Exercise brief:
Rewrite the entries below, substituting "boundary" for each occurrence of "outline" and leaving everything else unchanged.

Recorded data:
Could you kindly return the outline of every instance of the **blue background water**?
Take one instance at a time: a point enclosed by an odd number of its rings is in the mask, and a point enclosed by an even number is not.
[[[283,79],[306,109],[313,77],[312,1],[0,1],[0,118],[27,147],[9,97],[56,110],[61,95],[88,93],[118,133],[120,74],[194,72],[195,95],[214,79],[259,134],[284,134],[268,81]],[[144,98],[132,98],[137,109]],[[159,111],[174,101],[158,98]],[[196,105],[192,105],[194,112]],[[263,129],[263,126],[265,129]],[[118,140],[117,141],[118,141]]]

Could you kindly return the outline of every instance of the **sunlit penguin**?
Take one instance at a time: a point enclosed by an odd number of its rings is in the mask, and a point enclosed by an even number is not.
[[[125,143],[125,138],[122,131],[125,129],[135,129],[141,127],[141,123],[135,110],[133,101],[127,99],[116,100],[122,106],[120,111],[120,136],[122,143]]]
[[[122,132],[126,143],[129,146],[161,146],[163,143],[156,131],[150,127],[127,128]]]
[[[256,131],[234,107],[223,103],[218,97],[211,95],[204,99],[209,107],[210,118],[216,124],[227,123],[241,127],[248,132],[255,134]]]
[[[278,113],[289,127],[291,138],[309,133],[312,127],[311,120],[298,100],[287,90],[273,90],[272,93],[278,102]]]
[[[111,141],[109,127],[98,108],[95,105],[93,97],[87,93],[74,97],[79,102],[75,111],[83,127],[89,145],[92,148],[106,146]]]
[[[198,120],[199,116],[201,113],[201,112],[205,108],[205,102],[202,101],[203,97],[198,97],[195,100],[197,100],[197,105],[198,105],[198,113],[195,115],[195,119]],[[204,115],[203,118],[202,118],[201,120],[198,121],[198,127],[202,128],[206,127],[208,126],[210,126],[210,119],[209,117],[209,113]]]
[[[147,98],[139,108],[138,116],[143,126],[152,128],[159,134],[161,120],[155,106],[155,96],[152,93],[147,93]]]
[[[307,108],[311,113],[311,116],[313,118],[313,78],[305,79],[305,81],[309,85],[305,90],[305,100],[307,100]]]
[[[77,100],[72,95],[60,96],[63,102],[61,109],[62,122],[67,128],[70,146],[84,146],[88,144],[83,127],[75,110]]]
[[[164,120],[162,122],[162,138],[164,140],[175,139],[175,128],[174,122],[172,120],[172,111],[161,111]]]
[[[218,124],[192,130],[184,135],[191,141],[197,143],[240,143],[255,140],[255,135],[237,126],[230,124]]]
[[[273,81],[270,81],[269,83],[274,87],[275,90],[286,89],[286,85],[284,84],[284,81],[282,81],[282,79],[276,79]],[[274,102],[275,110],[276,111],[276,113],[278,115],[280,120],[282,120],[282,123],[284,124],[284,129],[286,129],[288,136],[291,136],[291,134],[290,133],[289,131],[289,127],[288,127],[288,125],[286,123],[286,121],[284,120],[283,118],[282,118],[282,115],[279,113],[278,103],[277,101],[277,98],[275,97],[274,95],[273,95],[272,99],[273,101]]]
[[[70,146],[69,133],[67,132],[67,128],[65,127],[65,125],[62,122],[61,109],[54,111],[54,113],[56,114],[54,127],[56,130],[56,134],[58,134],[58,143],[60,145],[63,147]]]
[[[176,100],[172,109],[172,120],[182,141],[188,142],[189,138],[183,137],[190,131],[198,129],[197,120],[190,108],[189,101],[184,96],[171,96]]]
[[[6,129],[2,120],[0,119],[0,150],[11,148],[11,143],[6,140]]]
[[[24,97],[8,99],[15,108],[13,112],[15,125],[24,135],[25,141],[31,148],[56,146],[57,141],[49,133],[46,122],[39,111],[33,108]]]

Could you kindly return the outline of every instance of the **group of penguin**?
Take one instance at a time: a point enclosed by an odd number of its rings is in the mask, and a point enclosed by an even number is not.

Complete output:
Could you kindly return the boundary of every instance of the **blue background water**?
Take one instance at a time: a point enclosed by an odd number of its rings is in the mask, and a point enclosed by an even number is not.
[[[283,79],[306,109],[313,77],[312,1],[0,1],[0,118],[27,147],[9,97],[56,110],[61,95],[88,93],[118,133],[120,74],[194,72],[195,95],[214,79],[259,134],[284,134],[268,81]],[[144,98],[132,98],[137,109]],[[159,111],[174,101],[158,98]],[[196,105],[192,105],[194,112]],[[263,129],[263,126],[265,129]],[[118,140],[117,141],[118,141]]]

Could you kindly return the boundary of every instance of the **sunlit penguin**?
Take one instance at a time: a point enclosed by an odd number of its rings is in the mask, and a point enclosed by an even number is not.
[[[125,143],[125,138],[122,131],[125,129],[135,129],[141,127],[141,123],[135,110],[133,101],[127,99],[116,100],[122,106],[120,111],[120,136],[122,143]]]
[[[122,132],[126,143],[129,146],[161,146],[163,143],[156,131],[150,127],[127,128]]]
[[[256,131],[234,107],[223,103],[218,97],[211,95],[204,99],[209,107],[210,118],[216,124],[227,123],[241,127],[248,132],[255,134]]]
[[[278,113],[289,127],[291,138],[309,133],[312,127],[311,120],[298,100],[287,90],[273,90],[272,93],[278,102]]]
[[[111,141],[109,127],[98,108],[95,105],[93,97],[87,93],[74,97],[79,102],[75,111],[83,127],[89,145],[92,148],[106,146]]]
[[[198,120],[199,116],[201,113],[201,112],[205,108],[205,102],[202,101],[203,97],[198,97],[195,100],[197,100],[197,105],[198,105],[198,113],[195,115],[195,119]],[[204,115],[203,118],[202,118],[201,120],[198,121],[198,127],[202,128],[206,127],[208,126],[210,126],[210,119],[209,117],[209,113]]]
[[[147,98],[139,108],[138,116],[143,126],[152,128],[159,134],[161,120],[155,106],[155,96],[152,93],[147,93]]]
[[[307,108],[311,113],[311,116],[313,118],[313,78],[305,79],[305,81],[309,85],[305,90],[305,100],[307,100]]]
[[[77,100],[72,95],[60,96],[63,102],[61,109],[62,122],[67,128],[70,146],[84,146],[88,144],[83,127],[75,110]]]
[[[164,120],[162,122],[162,138],[164,140],[175,139],[175,128],[174,122],[172,120],[172,111],[161,111]]]
[[[218,124],[192,130],[184,135],[191,141],[197,143],[240,143],[255,140],[255,135],[237,126],[230,124]]]
[[[273,81],[270,81],[269,83],[274,87],[275,90],[286,89],[286,85],[284,84],[284,81],[282,81],[282,79],[276,79]],[[274,102],[275,110],[276,111],[276,113],[278,115],[280,120],[282,120],[282,123],[284,124],[284,129],[286,129],[288,136],[291,136],[291,134],[290,133],[289,131],[289,127],[288,127],[288,125],[286,123],[286,121],[284,120],[283,118],[282,118],[282,115],[279,113],[278,103],[277,101],[277,98],[275,97],[274,95],[273,95],[272,99],[273,101]]]
[[[70,146],[69,133],[67,132],[67,128],[65,127],[65,125],[62,122],[61,109],[54,111],[54,113],[56,114],[54,127],[56,130],[56,134],[58,134],[58,143],[60,145],[63,147]]]
[[[176,100],[172,109],[172,120],[182,141],[188,142],[189,138],[183,137],[190,131],[198,129],[197,120],[190,108],[189,101],[184,96],[171,96]]]
[[[6,129],[2,120],[0,119],[0,150],[11,148],[11,143],[6,140]]]
[[[24,97],[8,99],[15,108],[13,112],[15,125],[24,135],[25,141],[31,148],[56,146],[57,141],[49,133],[46,122],[39,111],[33,108]]]

Could you kindly return the boundary of every instance of the **group of penguin**?
Take one instance at a time: a point enclosed by an odd number of its rings is in the mask, and a point enclosed by an even number is not.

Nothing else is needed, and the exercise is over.